What to work on.
(A) Reproduce the passage of the Uncrypte Ransomware text from "The Uncrypte Ransomware is modeled" up to and including "effective ransomware attacks." word for word.
(B) Write what comes next in the Uncrypte Ransomware text, picking up after its last sentence.

Study text.
((
Uncrypte Ransomware

Uncrypte Ransomware Description

Type: Ransomware

The Uncrypte Ransomware is a ransomware Trojan that is designed to force computer users to pay a large ransom. To do this, the Uncrypte Ransomware will claim to encrypt the victim's files, making them inaccessible until the victim pays a ransom. The Uncrypte Ransomware was first spotted on January 26, 2017. The Uncrypte Ransomware in its current form does not carry out an effective ransomware attack. Unlike most ransomware Trojans active currently, the Uncrypte Ransomware will merely pretend to have encrypted the victim's files, changing their names to make them unrecognizable to the Windows Explorer. To achieve this task, the Uncrypte Ransomware will add the string 'unCrypte/decipher_ne@outlook.com_' to the beginning of each affected file's name. The files themselves will be unaltered, and if the computer users rename the file or use the correct application to open it specifically, the file will be opened as normal.

How the Uncrypte Ransomware Tries to Trick Computer Users into Believing Its Hoax

The Uncrypte Ransomware is modeled to imitate the ransomware Trojan family which includes the Globe Ransomware. The Uncrypte Ransomware will display its ransom note in an HTA file named 'How decrypt files.hta,' which is very similar to the ransom note typically used in attacks involving the Globe Ransomware variants. Malware researchers have observed numerous examples of ransomware Trojans that are not capable of carrying out attacks but that, nonetheless, trick inexperienced computer users by mimicking more established forms of ransomware that carry out effective ransomware attacks.
))
Listed records.
((
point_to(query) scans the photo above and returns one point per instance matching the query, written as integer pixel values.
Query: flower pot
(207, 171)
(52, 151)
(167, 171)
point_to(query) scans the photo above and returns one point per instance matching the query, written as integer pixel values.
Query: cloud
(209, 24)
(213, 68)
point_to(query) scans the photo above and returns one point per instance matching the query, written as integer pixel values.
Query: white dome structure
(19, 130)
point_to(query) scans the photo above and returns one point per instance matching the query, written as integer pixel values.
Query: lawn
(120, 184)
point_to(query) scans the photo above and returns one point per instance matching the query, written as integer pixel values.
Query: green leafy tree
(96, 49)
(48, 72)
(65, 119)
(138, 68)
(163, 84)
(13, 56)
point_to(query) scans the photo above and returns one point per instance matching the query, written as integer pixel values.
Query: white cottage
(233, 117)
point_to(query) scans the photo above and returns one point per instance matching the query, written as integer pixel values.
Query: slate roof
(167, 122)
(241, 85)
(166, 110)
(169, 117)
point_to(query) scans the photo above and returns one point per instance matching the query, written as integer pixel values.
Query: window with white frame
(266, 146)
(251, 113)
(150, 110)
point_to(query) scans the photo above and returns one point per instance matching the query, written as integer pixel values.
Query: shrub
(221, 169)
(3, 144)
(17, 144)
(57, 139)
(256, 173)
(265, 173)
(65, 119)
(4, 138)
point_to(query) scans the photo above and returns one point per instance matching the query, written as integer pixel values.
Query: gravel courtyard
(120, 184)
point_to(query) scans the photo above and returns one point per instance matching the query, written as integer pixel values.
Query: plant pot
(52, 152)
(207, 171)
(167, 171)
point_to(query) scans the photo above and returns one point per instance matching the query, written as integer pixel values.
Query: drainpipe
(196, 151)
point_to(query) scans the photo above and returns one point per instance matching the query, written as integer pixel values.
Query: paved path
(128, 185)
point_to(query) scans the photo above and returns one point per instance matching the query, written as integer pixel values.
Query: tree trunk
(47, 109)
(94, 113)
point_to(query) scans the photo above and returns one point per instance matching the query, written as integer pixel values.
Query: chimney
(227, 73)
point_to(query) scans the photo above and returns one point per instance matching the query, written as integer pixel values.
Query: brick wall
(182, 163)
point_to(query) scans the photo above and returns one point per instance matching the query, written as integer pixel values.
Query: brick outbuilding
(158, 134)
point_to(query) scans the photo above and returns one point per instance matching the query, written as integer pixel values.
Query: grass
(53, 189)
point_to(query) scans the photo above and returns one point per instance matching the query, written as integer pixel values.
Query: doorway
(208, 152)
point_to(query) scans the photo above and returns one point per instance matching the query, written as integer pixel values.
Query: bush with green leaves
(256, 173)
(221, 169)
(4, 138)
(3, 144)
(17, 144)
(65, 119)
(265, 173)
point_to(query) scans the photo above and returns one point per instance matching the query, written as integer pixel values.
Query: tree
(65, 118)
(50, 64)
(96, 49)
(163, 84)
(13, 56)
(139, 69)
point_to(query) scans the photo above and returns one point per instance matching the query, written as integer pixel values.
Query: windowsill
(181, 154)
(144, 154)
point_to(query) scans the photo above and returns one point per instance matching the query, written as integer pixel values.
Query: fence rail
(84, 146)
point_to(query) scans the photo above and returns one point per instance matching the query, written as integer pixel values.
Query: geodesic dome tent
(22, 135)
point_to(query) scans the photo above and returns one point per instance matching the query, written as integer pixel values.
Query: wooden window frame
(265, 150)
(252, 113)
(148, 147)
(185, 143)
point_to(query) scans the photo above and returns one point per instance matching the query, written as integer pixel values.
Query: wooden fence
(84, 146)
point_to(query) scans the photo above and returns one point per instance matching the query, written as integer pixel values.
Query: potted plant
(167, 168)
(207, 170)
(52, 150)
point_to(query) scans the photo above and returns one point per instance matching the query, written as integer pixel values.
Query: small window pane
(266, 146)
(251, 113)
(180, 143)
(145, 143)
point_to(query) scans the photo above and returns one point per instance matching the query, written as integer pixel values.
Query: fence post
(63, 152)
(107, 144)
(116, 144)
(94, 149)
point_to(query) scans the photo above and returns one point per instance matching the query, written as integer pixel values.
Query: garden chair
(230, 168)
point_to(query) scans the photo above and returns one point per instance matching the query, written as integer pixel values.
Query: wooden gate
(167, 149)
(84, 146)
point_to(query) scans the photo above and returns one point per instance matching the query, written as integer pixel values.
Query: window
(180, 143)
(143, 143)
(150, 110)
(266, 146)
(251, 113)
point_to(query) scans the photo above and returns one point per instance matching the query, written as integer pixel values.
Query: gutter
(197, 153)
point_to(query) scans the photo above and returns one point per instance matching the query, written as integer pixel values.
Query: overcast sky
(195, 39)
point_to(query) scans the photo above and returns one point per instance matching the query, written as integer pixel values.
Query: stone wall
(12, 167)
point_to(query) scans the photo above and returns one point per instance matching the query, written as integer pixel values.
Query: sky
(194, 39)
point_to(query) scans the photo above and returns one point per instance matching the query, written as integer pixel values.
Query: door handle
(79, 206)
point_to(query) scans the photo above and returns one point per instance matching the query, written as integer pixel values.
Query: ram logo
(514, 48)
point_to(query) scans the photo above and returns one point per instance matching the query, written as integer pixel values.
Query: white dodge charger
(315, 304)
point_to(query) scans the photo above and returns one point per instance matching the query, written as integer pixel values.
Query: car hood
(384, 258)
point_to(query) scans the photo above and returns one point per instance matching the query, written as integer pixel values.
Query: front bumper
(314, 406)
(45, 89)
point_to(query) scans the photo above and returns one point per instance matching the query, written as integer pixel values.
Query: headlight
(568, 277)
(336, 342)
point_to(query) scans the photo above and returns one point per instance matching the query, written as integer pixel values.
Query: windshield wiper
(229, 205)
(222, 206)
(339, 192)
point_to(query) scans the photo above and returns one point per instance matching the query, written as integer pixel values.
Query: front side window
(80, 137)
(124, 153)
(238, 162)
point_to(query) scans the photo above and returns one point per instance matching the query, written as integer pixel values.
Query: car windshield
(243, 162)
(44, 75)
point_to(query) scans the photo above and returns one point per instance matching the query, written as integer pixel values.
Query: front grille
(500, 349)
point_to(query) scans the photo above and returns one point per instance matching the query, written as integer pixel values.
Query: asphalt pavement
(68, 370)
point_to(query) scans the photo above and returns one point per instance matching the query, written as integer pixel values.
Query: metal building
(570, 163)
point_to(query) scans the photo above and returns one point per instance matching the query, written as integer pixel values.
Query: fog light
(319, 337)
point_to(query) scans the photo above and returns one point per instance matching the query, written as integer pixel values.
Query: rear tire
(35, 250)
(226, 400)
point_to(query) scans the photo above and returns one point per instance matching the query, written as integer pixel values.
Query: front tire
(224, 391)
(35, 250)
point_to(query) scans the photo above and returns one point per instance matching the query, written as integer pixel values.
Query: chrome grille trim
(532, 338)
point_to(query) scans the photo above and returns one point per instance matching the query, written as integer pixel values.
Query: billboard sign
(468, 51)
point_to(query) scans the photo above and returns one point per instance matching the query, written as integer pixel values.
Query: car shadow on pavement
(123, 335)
))
Responses to the tasks.
(A)
The Uncrypte Ransomware is modeled to imitate the ransomware Trojan family which includes the Globe Ransomware. The Uncrypte Ransomware will display its ransom note in an HTA file named 'How decrypt files.hta,' which is very similar to the ransom note typically used in attacks involving the Globe Ransomware variants. Malware researchers have observed numerous examples of ransomware Trojans that are not capable of carrying out attacks but that, nonetheless, trick inexperienced computer users by mimicking more established forms of ransomware that carry out effective ransomware attacks.

(B)
You Don't Need to be Worried if Infected by the Uncrypte Ransomware Attack

After tricking computer users into believing that their machines have been compromised by a ransomware Trojan, the Uncrypte Ransomware will demand the payment of a ransom of 0.2 Bitcoin (approximately $200 USD at the current exchange rate). Victims of the Uncrypte Ransomware attack are instructed to contact the con artists at the email address decipher_ne@outlook.com. PC security researchers strongly advise computer users to avoid paying the Uncrypte Ransomware ransom. Although in most ransomware Trojans, paying the ransom is not a good idea (since it allows extortionists to continue financing these attacks), it is especially important to refrain from paying the Uncrypte Ransomware ransom because this threat does not affect the victim's files. Recovering from an Uncrypte Ransomware attack is a simple matter of renaming the affected files.

Dealing with the Uncrypte Ransomware

Recuperating from the Uncrypte Ransomware does not require a decryption program or any special measure, and it is not a good idea to pay the ransom or contact the people responsible for the attack. Although it is possible that con artists may implement a future version of the Uncrypte Ransomware that does carry out an encryption attack against the victim, it is unlikely. The Uncrypte Ransomware is not implemented very professionally, and it shows that it is the work of amateurs without the capabilities of creating stronger threats (although it is important to note that open source ransomware engines do exist and are not especially difficult to implement).

Recovering from an Uncrypte Ransomware attack can be quite irritating since computer users will need to rename all of the affected files. However, this is still preferable to the alternative, which would mean that the affected files will become lost permanently since the encryption algorithm used in many of these attacks is quite strong and nearly impossible to reverse without the decryption key. To prevent the Uncrypte Ransomware attacks and intrusions with other threats, computer users should keep a security program running all the time to protect their machines. Apart from security software, you should have backups of all files and update them regularly. In the case of attacks involving a more threatening form of ransomware capable of a true encryption attack, PC security analysts have noted that backups are the best protection possible.